Restate word for word the span of lines that opens with the line containing "Identify one point on each instance of the tree canopy" and closes with the last line of the material. Include both ends and nothing more.

◇ ◇ ◇ ◇ ◇

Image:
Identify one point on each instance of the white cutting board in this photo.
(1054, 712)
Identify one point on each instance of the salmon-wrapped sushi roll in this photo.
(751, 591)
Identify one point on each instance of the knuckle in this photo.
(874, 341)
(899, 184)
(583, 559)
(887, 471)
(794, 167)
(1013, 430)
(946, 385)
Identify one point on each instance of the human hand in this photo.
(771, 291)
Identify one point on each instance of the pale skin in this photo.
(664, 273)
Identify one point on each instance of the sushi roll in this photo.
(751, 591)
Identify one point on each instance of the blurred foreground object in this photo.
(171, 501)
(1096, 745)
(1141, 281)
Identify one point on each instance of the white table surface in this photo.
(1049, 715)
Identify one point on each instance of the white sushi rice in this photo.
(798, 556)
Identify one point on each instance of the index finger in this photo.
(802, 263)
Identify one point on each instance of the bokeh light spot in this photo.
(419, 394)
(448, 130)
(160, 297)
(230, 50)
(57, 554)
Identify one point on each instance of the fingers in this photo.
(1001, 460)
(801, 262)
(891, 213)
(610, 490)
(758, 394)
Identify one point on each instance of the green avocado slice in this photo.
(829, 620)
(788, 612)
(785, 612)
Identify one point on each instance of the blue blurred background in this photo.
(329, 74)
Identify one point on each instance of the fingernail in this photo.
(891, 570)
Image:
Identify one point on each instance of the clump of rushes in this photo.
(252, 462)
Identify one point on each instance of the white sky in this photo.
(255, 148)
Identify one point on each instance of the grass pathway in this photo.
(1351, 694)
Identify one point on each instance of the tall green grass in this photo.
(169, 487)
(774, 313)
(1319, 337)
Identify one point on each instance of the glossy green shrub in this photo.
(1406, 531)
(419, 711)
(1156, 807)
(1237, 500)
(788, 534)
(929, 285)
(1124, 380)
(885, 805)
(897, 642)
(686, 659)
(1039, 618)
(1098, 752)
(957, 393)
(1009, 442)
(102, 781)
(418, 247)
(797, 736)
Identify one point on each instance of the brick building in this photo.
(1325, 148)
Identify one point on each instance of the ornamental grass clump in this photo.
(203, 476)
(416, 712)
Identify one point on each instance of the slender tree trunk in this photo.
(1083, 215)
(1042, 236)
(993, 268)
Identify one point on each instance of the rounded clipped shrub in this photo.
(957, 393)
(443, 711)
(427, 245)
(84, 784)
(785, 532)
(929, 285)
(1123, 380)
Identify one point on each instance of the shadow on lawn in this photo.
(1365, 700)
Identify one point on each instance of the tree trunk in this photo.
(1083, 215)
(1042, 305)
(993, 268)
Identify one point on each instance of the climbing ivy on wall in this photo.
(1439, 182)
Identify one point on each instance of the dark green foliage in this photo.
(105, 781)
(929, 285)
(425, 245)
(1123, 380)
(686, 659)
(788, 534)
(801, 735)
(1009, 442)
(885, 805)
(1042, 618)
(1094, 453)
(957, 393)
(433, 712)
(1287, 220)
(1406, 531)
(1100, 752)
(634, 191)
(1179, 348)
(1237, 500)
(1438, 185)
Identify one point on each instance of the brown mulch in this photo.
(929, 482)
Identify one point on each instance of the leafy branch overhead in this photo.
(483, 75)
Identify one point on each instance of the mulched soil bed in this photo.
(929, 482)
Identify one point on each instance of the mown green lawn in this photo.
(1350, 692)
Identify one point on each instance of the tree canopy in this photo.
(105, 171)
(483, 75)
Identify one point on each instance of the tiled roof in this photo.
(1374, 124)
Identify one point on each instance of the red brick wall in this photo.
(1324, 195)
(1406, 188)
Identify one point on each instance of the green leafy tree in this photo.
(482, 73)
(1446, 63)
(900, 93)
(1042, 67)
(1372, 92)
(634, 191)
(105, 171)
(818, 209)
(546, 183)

◇ ◇ ◇ ◇ ◇

**Finished task:**
Identify one point on each instance of the tree canopy in this photo.
(105, 171)
(483, 75)
Identify one point on each instance of the tiled roof in this photo.
(1374, 124)
Identify one point on each instance of the red brick wall in this photo.
(1324, 195)
(1406, 188)
Identify one point on each instance of the green leafy tree in this photo.
(482, 73)
(1446, 63)
(900, 93)
(1042, 67)
(1372, 92)
(634, 191)
(105, 171)
(818, 209)
(546, 183)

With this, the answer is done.